Extract provided
Ricotta cheese is brilliantly versatile, and this easy step-by-step will walk you through how to make a slightly simplified version.

To make ricotta cheese, milk is heated until the curds and whey separate. The curds become the basis for varieties such as mozzarella, while reheating the whey produces the moist, fine grains that traditionally create ricotta (hence the name, meaning “twice cooked”). It’s brilliant crumbled over pasta, roasted with sweet cherry tomatoes and lemon, or even sweetened and stuffed into crunchy cannoli.

It’s surprisingly easy to make your own at home – try our cheat’s ricotta recipe, using whole milk.

Find the full ingredients list at the bottom of this step-by-step feature.

add salt to milk

Pour the milk into a large, deep saucepan and place over a medium heat. Add 1 teaspoon of sea salt, and stir until it has dissolved.

Add vinegar to milk

As the milk comes to the boil, lots of small bubbles will appear on the surface. At this point, stir the milk with a wooden spoon, remove the spoon and pour in the vinegar. Small lumps will start to rise to the surface as the milk curdles. These are the curds.

Dataset content
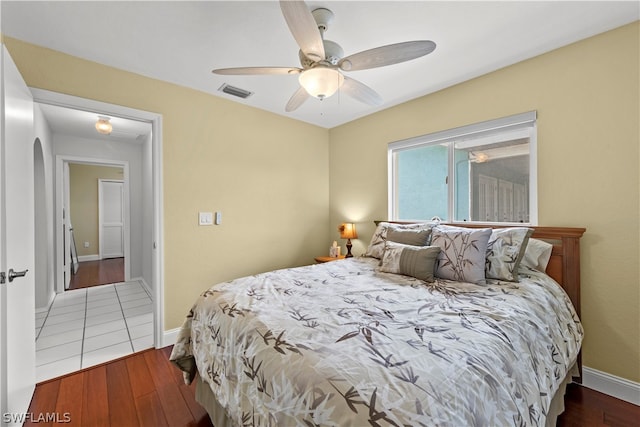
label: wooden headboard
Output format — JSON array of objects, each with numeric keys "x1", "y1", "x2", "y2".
[{"x1": 375, "y1": 221, "x2": 586, "y2": 316}]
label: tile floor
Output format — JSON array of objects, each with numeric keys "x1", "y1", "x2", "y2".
[{"x1": 36, "y1": 281, "x2": 153, "y2": 382}]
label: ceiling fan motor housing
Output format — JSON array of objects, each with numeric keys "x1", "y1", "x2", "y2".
[{"x1": 298, "y1": 40, "x2": 344, "y2": 69}]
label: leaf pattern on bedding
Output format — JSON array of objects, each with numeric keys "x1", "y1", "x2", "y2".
[{"x1": 171, "y1": 258, "x2": 583, "y2": 426}]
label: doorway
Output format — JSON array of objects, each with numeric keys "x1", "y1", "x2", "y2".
[
  {"x1": 31, "y1": 88, "x2": 164, "y2": 382},
  {"x1": 63, "y1": 162, "x2": 128, "y2": 290}
]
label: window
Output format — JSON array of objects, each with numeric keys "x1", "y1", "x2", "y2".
[{"x1": 388, "y1": 111, "x2": 538, "y2": 224}]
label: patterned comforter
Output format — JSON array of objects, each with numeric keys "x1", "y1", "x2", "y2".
[{"x1": 171, "y1": 258, "x2": 583, "y2": 426}]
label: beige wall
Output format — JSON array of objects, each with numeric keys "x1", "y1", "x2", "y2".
[
  {"x1": 6, "y1": 23, "x2": 640, "y2": 381},
  {"x1": 329, "y1": 22, "x2": 640, "y2": 381},
  {"x1": 4, "y1": 37, "x2": 329, "y2": 330},
  {"x1": 69, "y1": 163, "x2": 124, "y2": 256}
]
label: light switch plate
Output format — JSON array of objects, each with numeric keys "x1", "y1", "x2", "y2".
[{"x1": 198, "y1": 212, "x2": 213, "y2": 225}]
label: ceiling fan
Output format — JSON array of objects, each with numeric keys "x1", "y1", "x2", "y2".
[{"x1": 213, "y1": 0, "x2": 436, "y2": 112}]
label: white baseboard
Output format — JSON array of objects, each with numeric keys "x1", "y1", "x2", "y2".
[
  {"x1": 160, "y1": 328, "x2": 180, "y2": 347},
  {"x1": 582, "y1": 366, "x2": 640, "y2": 406}
]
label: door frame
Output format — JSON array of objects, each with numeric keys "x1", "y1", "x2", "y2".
[
  {"x1": 30, "y1": 88, "x2": 165, "y2": 348},
  {"x1": 54, "y1": 154, "x2": 131, "y2": 293},
  {"x1": 98, "y1": 178, "x2": 126, "y2": 260}
]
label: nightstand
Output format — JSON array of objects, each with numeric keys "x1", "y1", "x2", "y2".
[{"x1": 315, "y1": 255, "x2": 344, "y2": 264}]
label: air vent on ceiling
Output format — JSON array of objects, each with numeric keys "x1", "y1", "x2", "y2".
[{"x1": 218, "y1": 83, "x2": 253, "y2": 99}]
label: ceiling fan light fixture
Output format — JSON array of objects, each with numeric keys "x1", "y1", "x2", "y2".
[
  {"x1": 96, "y1": 116, "x2": 113, "y2": 135},
  {"x1": 298, "y1": 67, "x2": 344, "y2": 99}
]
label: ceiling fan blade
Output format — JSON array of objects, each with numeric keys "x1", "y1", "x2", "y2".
[
  {"x1": 338, "y1": 40, "x2": 436, "y2": 71},
  {"x1": 340, "y1": 76, "x2": 383, "y2": 106},
  {"x1": 212, "y1": 67, "x2": 302, "y2": 76},
  {"x1": 284, "y1": 86, "x2": 311, "y2": 113},
  {"x1": 280, "y1": 0, "x2": 325, "y2": 61}
]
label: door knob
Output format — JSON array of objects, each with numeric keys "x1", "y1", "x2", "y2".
[{"x1": 8, "y1": 268, "x2": 29, "y2": 283}]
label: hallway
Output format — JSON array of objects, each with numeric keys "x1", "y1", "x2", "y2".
[
  {"x1": 36, "y1": 281, "x2": 154, "y2": 382},
  {"x1": 68, "y1": 258, "x2": 124, "y2": 290}
]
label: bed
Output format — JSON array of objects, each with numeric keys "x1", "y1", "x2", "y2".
[{"x1": 170, "y1": 222, "x2": 585, "y2": 427}]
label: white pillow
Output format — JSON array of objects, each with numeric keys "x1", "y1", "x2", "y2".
[{"x1": 520, "y1": 239, "x2": 553, "y2": 273}]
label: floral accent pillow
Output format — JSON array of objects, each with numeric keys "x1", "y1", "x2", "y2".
[
  {"x1": 364, "y1": 222, "x2": 433, "y2": 259},
  {"x1": 387, "y1": 228, "x2": 431, "y2": 246},
  {"x1": 380, "y1": 241, "x2": 440, "y2": 282},
  {"x1": 431, "y1": 225, "x2": 492, "y2": 285},
  {"x1": 485, "y1": 227, "x2": 533, "y2": 282}
]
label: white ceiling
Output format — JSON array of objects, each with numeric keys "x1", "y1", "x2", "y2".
[{"x1": 0, "y1": 0, "x2": 640, "y2": 132}]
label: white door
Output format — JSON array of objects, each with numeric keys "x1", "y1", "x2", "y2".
[
  {"x1": 98, "y1": 179, "x2": 124, "y2": 258},
  {"x1": 0, "y1": 45, "x2": 36, "y2": 425}
]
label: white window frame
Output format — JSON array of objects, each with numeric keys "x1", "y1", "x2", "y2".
[{"x1": 387, "y1": 111, "x2": 538, "y2": 225}]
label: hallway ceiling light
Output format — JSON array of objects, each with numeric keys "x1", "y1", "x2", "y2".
[{"x1": 96, "y1": 116, "x2": 113, "y2": 135}]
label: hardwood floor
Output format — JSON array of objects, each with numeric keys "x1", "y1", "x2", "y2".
[
  {"x1": 24, "y1": 347, "x2": 640, "y2": 427},
  {"x1": 69, "y1": 258, "x2": 124, "y2": 290}
]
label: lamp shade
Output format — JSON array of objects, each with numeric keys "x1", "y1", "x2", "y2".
[
  {"x1": 96, "y1": 116, "x2": 113, "y2": 135},
  {"x1": 338, "y1": 222, "x2": 358, "y2": 239},
  {"x1": 298, "y1": 66, "x2": 344, "y2": 99}
]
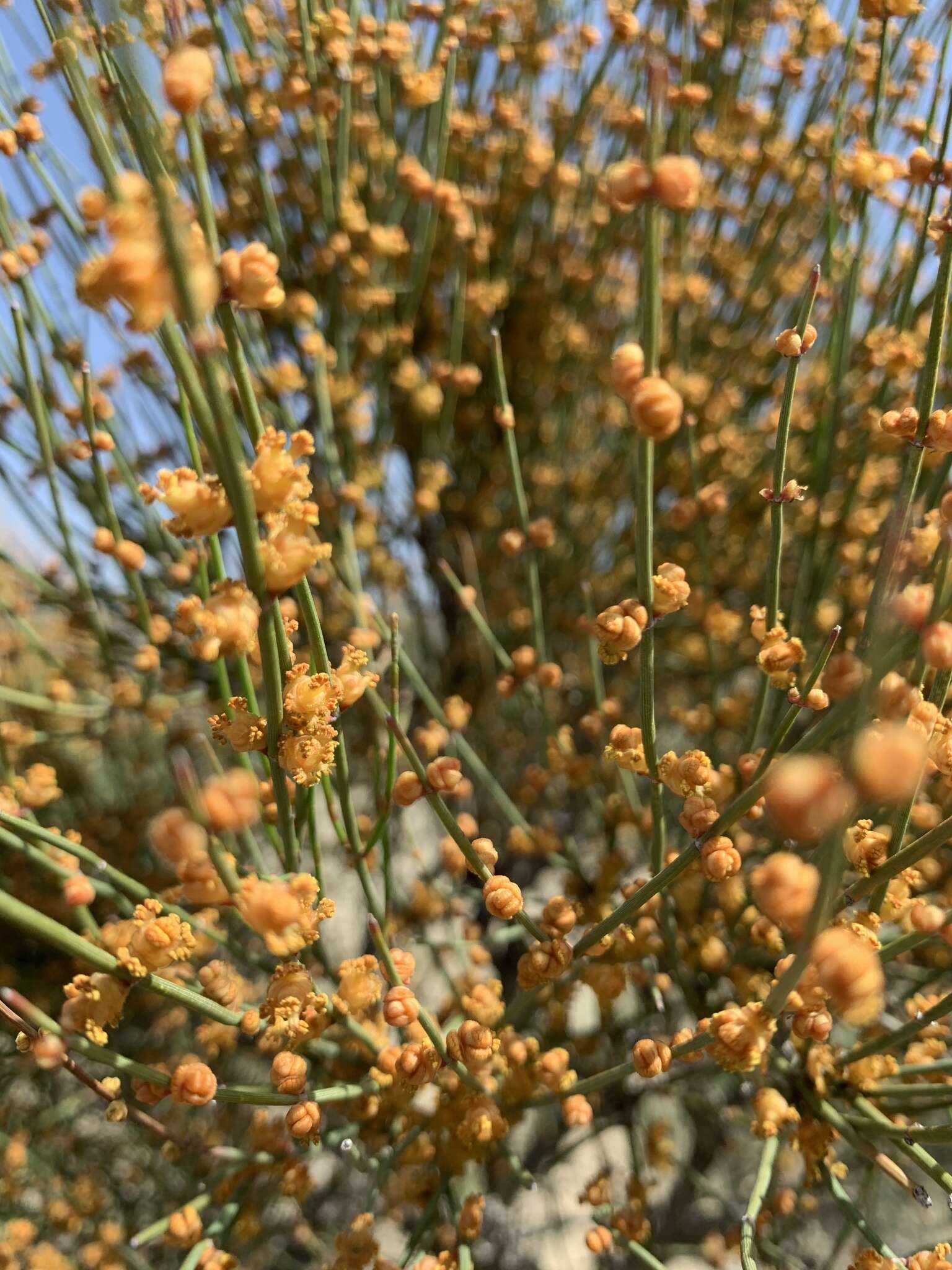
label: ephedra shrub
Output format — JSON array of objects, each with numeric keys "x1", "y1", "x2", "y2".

What you will do
a) In the text on homemade ricotta, translate this sentence into Spanish: "Small lumps will start to rise to the surface as the milk curdles."
b) Reproduce word for word the passage of the text on homemade ricotta from "Ricotta cheese is" to "this step-by-step feature.".

Set of answers
a) Pequeños grumos empezarán a subir a la superficie a medida que la leche se cuaja.

b)
Ricotta cheese is brilliantly versatile, and this easy step-by-step will walk you through how to make a slightly simplified version.

To make ricotta cheese, milk is heated until the curds and whey separate. The curds become the basis for varieties such as mozzarella, while reheating the whey produces the moist, fine grains that traditionally create ricotta (hence the name, meaning “twice cooked”). It’s brilliant crumbled over pasta, roasted with sweet cherry tomatoes and lemon, or even sweetened and stuffed into crunchy cannoli.

It’s surprisingly easy to make your own at home – try our cheat’s ricotta recipe, using whole milk.

Find the full ingredients list at the bottom of this step-by-step feature.